Report every line in the records below that holds the word "place".

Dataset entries
--------------------------------

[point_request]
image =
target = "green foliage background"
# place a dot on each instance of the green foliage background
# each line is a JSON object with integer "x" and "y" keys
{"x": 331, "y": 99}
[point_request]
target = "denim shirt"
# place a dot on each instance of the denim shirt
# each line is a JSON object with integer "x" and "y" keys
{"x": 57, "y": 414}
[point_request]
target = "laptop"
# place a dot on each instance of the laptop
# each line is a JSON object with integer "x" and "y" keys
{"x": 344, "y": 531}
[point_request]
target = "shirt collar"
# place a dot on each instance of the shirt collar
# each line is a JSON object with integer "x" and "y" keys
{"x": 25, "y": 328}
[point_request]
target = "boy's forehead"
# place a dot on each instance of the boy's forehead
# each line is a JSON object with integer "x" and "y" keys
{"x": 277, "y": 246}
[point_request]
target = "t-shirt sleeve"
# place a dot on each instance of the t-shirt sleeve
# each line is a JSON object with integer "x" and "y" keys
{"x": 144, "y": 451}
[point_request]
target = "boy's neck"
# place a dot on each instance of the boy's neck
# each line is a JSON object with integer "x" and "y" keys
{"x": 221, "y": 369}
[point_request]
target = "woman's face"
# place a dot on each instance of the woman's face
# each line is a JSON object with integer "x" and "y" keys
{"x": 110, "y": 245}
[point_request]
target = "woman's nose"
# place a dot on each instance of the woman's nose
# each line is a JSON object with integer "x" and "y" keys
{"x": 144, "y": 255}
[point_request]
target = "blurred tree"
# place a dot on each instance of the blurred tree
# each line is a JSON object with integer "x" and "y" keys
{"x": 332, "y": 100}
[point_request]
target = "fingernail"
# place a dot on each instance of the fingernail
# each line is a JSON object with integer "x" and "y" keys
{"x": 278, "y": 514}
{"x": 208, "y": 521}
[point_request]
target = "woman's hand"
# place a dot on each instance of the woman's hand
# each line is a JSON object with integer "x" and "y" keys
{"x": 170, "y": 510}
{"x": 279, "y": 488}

--------------------------------

* [Answer]
# place a dot on each instance of the green foliage background
# place a dot on each instance of the denim shirt
# place a dot on each instance of the laptop
# place a dot on each instance of the shirt collar
# place a dot on each instance of the boy's forehead
# place a dot on each instance of the t-shirt sleeve
# place a dot on each instance of the boy's neck
# place a dot on each instance of the woman's face
# place a dot on each instance of the woman's nose
# place a dot on each instance of the blurred tree
# place a dot on each instance of the fingernail
# place a dot on each instance of the woman's hand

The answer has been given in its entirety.